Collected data
◆ ◆ ◆ ◆ ◆
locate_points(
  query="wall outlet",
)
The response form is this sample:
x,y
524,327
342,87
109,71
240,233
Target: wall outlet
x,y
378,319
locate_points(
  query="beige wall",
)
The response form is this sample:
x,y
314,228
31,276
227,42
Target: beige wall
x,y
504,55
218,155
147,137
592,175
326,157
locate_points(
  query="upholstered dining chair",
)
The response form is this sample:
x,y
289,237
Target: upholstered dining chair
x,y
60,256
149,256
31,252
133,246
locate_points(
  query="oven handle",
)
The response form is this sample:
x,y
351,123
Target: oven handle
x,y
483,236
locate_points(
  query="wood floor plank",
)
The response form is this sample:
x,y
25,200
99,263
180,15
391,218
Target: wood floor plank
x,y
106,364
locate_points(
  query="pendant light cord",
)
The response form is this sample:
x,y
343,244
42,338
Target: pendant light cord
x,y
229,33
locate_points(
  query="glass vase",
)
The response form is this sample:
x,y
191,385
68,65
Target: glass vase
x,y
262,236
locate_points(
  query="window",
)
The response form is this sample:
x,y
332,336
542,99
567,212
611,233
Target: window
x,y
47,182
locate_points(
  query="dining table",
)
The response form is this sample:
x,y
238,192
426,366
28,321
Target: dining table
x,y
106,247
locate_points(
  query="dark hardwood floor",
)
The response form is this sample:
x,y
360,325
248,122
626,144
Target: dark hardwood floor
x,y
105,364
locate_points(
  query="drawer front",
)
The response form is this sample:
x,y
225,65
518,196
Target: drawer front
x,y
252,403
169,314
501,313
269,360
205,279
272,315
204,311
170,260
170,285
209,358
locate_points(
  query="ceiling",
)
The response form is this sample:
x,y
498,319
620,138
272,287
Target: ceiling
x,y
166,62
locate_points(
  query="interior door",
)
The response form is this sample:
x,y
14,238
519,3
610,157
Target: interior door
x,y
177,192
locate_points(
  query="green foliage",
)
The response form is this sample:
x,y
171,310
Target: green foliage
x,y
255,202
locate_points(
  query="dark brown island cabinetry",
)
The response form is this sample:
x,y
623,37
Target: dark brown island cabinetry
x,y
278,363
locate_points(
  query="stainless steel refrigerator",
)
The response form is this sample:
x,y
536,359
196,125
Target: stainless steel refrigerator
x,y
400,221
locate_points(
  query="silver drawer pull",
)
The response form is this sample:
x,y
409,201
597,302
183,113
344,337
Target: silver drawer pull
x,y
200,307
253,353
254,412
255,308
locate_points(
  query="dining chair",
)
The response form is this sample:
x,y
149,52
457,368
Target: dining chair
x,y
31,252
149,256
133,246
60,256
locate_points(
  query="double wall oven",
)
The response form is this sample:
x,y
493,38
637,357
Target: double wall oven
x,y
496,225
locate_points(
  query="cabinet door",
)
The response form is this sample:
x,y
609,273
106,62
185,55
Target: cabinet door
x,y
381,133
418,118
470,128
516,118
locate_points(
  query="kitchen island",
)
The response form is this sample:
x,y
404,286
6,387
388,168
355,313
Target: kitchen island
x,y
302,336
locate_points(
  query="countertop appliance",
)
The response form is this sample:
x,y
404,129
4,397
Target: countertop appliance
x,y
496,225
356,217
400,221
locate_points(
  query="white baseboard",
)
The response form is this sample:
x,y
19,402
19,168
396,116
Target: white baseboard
◆ ◆ ◆ ◆ ◆
Take the records above and copy them out exactly.

locate_points(
  query="wall outlet",
)
The response form is this sample:
x,y
524,327
342,87
109,71
240,233
Target: wall outlet
x,y
378,319
locate_points(
  query="beige wall",
)
The response form is this sample:
x,y
314,228
31,276
227,42
Target: beige wall
x,y
504,55
218,155
147,137
592,175
326,157
locate_points(
  query="upholstered dining chair",
)
The response form is this sample:
x,y
289,237
Target: upholstered dining chair
x,y
60,256
149,256
31,252
133,246
locate_points(
  query="oven handle",
)
The response form is this sample:
x,y
351,123
Target: oven handle
x,y
483,236
locate_points(
  query="wood floor plank",
)
The response form is this sample:
x,y
25,200
99,263
180,15
391,218
Target: wood floor plank
x,y
106,364
locate_points(
  query="pendant light cord",
)
The response form is this sample:
x,y
343,244
42,338
Target: pendant light cord
x,y
229,33
locate_points(
  query="glass vase",
)
The response form is this sample:
x,y
191,385
68,65
Target: glass vase
x,y
262,236
locate_points(
  query="window",
)
The response form is this sample:
x,y
332,336
542,99
567,212
611,233
Target: window
x,y
47,182
locate_points(
  query="dining table",
)
The response form is this sample:
x,y
238,192
426,366
28,321
Target: dining table
x,y
106,247
locate_points(
  query="dark hardwood floor",
)
The response form is this sample:
x,y
360,325
248,122
626,144
Target: dark hardwood floor
x,y
105,364
locate_points(
  query="drawer front",
)
The response form is this sample:
x,y
225,65
518,196
Target: drawer front
x,y
252,403
169,314
501,313
269,360
205,279
272,315
204,311
170,260
170,285
209,358
locate_points(
  query="ceiling",
)
The response form is this sample:
x,y
498,319
620,138
272,287
Target: ceiling
x,y
166,62
locate_points(
  query="interior door",
)
The response form is this sample:
x,y
14,238
519,3
610,157
Target: interior door
x,y
177,192
locate_points(
  query="green foliage",
)
The response form is this sample:
x,y
171,310
Target: green foliage
x,y
255,202
locate_points(
  query="dark brown island cabinetry",
)
The response form is this sample:
x,y
623,37
Target: dark brown island cabinetry
x,y
278,363
locate_points(
  query="stainless steel refrigerator",
)
The response form is this sample:
x,y
536,359
196,125
Target: stainless steel refrigerator
x,y
400,221
locate_points(
  query="silver drawer pull",
)
The response form is this sample:
x,y
409,201
597,302
183,113
344,337
Target: silver drawer pull
x,y
200,307
253,353
254,412
255,308
locate_points(
  query="dining chair",
)
The response form is this sample:
x,y
149,52
457,368
Target: dining chair
x,y
31,252
149,256
133,246
60,256
locate_points(
  query="double wall oven",
)
The response form is this sample:
x,y
493,38
637,357
Target: double wall oven
x,y
496,225
locate_points(
  query="cabinet door",
)
The response form is this sample:
x,y
609,273
106,62
185,55
Target: cabinet door
x,y
381,133
418,118
470,128
516,118
locate_points(
  query="kitchen island",
)
The response form is this sample:
x,y
404,286
6,387
388,168
355,313
Target: kitchen island
x,y
302,336
locate_points(
  query="countertop appliance",
)
The response form is this sample:
x,y
404,129
4,397
Target: countertop appliance
x,y
496,225
356,217
400,221
locate_points(
  query="white baseboard",
)
The response form is this sample:
x,y
19,402
19,168
396,116
Target: white baseboard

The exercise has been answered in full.